WHAT TO WORK ON:
Read the data below. Then repeat all of it exactly.

Dataset records:
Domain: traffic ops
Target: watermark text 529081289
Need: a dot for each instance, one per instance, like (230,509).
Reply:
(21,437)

ANSWER:
Domain: traffic ops
Target: watermark text 529081289
Need: a dot for each instance, one per instance, like (230,509).
Reply:
(21,437)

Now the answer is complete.